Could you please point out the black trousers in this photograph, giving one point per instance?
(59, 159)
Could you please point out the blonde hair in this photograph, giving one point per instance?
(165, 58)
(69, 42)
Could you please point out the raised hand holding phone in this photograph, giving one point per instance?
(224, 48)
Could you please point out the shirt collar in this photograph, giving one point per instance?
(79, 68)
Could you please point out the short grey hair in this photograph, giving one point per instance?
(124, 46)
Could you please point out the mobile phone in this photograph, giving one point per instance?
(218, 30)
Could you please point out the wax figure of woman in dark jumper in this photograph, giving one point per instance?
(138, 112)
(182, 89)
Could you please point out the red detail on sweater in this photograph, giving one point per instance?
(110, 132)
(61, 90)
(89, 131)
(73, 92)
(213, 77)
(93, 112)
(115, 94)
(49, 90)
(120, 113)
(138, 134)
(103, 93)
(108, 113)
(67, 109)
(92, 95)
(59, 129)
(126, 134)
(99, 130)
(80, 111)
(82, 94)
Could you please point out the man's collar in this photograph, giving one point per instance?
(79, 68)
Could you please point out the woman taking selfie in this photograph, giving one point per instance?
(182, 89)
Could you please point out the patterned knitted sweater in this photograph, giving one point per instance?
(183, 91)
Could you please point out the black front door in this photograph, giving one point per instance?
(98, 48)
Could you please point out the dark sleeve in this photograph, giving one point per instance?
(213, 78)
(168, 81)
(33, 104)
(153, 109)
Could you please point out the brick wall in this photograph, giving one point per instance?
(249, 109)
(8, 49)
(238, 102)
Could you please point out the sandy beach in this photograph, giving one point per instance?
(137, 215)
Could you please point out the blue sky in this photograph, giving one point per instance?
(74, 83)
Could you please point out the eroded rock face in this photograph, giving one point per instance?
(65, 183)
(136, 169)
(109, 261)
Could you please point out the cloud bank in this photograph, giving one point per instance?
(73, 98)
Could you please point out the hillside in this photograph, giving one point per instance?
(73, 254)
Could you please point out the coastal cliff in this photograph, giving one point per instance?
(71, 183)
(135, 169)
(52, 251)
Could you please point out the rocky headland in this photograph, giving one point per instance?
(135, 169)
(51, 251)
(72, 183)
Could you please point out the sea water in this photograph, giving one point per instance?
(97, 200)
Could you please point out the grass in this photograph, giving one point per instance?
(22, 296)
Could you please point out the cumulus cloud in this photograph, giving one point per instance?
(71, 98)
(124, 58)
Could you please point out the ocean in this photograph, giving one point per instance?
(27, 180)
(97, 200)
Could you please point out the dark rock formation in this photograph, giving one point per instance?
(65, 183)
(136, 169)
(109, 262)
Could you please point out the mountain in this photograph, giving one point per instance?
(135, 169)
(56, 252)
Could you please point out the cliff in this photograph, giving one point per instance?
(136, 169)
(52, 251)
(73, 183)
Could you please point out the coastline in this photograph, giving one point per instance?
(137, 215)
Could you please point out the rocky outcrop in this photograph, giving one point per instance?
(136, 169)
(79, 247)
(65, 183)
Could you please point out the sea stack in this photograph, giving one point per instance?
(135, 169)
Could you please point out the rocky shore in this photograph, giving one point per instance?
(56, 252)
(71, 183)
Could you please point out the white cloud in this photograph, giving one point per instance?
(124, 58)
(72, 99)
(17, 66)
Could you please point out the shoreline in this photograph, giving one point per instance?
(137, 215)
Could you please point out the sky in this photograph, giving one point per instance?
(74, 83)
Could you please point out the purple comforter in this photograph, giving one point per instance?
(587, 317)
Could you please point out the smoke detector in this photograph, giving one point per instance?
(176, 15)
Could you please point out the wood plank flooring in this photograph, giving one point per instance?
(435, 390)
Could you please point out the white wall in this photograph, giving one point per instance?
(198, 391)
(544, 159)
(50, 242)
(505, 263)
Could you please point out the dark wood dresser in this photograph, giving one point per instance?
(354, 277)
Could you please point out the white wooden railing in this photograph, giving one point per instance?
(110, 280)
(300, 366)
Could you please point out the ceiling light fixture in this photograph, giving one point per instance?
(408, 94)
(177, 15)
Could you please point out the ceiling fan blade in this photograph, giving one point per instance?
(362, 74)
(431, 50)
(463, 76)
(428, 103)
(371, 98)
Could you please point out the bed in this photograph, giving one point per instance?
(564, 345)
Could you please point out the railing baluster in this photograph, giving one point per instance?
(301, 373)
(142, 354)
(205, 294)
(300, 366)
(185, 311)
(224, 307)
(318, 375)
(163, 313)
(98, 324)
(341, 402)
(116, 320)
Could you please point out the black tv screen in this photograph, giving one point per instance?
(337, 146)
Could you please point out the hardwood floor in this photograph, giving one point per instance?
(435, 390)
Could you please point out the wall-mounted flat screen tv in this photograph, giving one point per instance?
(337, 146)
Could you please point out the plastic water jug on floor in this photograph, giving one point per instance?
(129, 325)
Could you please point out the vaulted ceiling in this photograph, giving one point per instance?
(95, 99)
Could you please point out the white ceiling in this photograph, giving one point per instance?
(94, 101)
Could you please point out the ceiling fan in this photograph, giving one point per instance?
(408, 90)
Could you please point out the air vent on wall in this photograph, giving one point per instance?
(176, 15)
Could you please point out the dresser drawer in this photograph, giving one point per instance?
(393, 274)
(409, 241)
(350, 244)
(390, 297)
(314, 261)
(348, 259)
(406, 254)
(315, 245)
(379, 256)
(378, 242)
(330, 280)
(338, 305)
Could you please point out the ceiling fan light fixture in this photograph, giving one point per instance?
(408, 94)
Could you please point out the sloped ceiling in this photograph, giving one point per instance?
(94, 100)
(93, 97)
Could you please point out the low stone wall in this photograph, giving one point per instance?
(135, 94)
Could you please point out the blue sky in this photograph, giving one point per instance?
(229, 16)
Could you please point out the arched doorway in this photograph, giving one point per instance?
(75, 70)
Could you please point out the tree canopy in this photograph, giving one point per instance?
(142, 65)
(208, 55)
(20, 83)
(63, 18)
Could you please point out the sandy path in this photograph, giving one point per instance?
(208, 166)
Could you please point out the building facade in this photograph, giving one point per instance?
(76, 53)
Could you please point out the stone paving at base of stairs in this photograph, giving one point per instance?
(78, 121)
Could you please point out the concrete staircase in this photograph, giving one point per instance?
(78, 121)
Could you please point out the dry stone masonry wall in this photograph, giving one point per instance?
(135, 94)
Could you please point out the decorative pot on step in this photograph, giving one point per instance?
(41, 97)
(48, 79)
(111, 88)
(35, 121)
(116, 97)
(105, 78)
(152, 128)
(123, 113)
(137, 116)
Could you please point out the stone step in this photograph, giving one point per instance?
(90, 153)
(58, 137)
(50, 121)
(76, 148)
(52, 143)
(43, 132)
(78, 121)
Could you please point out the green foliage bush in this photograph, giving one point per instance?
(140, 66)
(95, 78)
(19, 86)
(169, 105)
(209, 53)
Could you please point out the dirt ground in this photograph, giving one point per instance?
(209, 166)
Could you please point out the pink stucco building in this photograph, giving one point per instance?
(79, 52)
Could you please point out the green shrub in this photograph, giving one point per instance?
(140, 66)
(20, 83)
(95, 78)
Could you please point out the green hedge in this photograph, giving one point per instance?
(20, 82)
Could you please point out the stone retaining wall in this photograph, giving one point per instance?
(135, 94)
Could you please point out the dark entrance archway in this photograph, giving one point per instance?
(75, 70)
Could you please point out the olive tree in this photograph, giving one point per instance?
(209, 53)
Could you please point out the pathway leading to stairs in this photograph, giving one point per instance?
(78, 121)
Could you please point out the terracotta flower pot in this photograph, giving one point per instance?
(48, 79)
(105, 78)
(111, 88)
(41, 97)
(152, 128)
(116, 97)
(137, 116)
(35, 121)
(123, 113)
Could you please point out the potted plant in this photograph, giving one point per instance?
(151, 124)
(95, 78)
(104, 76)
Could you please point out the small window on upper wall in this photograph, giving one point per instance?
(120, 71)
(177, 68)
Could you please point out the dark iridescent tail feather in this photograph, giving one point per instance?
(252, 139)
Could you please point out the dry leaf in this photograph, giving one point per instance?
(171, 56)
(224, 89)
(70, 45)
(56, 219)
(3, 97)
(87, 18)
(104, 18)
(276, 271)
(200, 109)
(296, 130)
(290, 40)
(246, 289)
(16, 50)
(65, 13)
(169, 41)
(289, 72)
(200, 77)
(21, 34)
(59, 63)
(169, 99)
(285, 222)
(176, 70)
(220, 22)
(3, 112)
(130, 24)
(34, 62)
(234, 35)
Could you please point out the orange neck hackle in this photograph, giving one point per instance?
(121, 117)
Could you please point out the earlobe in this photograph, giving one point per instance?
───
Problem to work on - Begin with the line that contains "Could you please point out the small" and set down each line exactly until the records above end, including the final line.

Worked answer -
Could you please point out the small window on upper wall in this photograph, giving one point per instance?
(120, 71)
(177, 68)
Could you please point out the dark iridescent tail feather in this photograph, giving one point per instance?
(252, 139)
Could you please point out the dry leaf in this photograph, giving one point per instance?
(171, 56)
(224, 89)
(70, 45)
(56, 219)
(3, 97)
(87, 18)
(104, 18)
(276, 271)
(200, 109)
(296, 130)
(290, 40)
(246, 289)
(16, 50)
(65, 13)
(169, 41)
(289, 72)
(200, 77)
(21, 34)
(59, 63)
(169, 99)
(285, 222)
(176, 70)
(220, 22)
(3, 112)
(130, 24)
(34, 62)
(234, 35)
Could you please point out the orange neck hackle in this photograph, giving one point per instance?
(121, 117)
Could you please point out the earlobe in this photograph, giving one point per instance?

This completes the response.